Task material -

────────────────────

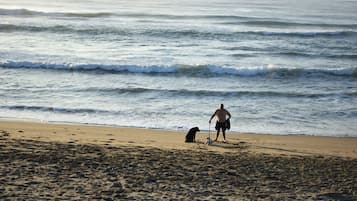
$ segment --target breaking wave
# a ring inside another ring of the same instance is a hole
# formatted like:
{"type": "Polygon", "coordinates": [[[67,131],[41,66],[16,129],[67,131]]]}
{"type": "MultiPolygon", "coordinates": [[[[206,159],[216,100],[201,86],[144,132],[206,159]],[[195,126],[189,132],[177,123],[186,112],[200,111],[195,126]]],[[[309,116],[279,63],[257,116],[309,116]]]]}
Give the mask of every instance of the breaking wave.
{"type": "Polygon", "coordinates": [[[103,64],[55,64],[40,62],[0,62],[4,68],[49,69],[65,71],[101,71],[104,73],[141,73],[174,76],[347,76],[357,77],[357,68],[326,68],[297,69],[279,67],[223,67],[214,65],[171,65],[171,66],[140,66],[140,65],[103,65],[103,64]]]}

────────────────────

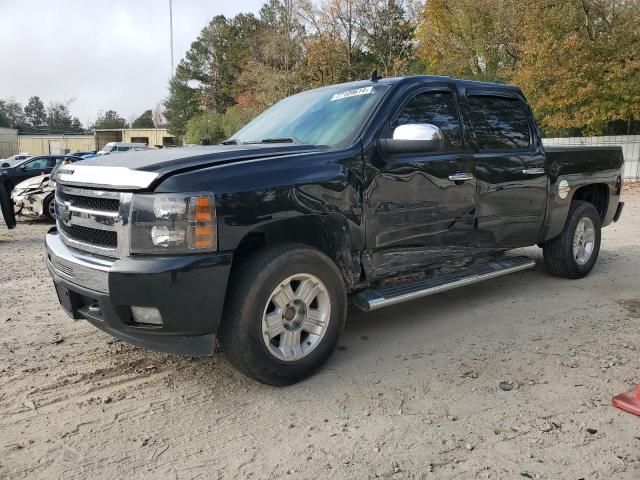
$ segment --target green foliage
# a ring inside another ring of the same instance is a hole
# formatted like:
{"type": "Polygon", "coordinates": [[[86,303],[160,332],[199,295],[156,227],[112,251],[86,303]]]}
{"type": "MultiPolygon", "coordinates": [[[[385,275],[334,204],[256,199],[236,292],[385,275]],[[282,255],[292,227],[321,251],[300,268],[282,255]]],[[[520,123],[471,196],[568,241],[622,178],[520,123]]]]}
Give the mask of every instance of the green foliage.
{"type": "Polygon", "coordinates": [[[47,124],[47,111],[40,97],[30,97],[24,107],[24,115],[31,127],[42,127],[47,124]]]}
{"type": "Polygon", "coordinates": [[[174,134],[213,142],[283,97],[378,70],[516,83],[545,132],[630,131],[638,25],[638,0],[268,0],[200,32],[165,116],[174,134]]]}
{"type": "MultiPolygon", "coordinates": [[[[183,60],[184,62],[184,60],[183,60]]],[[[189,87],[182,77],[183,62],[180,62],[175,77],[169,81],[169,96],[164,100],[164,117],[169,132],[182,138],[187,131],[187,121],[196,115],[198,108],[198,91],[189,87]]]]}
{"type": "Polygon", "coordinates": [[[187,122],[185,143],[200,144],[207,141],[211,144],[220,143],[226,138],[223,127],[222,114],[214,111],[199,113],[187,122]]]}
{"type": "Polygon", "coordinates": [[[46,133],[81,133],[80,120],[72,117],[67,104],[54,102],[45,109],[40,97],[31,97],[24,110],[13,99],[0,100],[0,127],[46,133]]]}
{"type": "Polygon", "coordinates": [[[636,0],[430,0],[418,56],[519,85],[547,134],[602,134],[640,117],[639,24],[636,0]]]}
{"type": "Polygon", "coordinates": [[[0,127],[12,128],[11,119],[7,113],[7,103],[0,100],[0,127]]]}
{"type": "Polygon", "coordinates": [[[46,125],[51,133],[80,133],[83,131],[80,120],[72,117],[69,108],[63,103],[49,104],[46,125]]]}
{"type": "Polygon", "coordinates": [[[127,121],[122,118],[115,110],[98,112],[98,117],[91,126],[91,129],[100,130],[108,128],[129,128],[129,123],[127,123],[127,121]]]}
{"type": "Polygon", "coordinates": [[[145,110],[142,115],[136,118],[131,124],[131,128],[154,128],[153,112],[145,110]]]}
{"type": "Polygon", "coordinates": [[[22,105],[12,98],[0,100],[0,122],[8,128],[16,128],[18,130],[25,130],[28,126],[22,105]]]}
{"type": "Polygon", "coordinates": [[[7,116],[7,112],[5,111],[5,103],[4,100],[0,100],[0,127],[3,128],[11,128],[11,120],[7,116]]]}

────────────────────

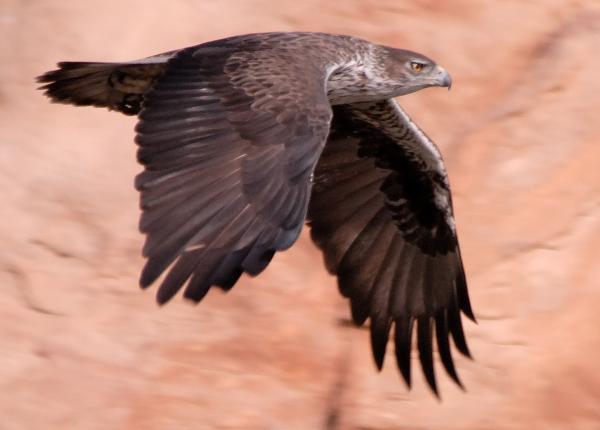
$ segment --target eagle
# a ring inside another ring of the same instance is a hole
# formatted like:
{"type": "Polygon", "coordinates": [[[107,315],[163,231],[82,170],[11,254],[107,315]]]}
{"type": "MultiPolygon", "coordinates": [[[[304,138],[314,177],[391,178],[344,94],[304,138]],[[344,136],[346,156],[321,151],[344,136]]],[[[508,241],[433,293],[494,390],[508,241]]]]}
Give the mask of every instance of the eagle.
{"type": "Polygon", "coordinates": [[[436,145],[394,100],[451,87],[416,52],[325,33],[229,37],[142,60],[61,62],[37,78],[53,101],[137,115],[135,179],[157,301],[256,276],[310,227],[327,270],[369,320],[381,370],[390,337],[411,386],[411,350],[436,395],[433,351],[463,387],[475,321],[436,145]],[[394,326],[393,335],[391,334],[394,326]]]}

────────────────────

Task instructions -
Filter the entries down to the lines that hold "target". Copy those lines.

Response to this exercise -
$ segment --target breaking wave
$ segment --target green foliage
$ segment --target eagle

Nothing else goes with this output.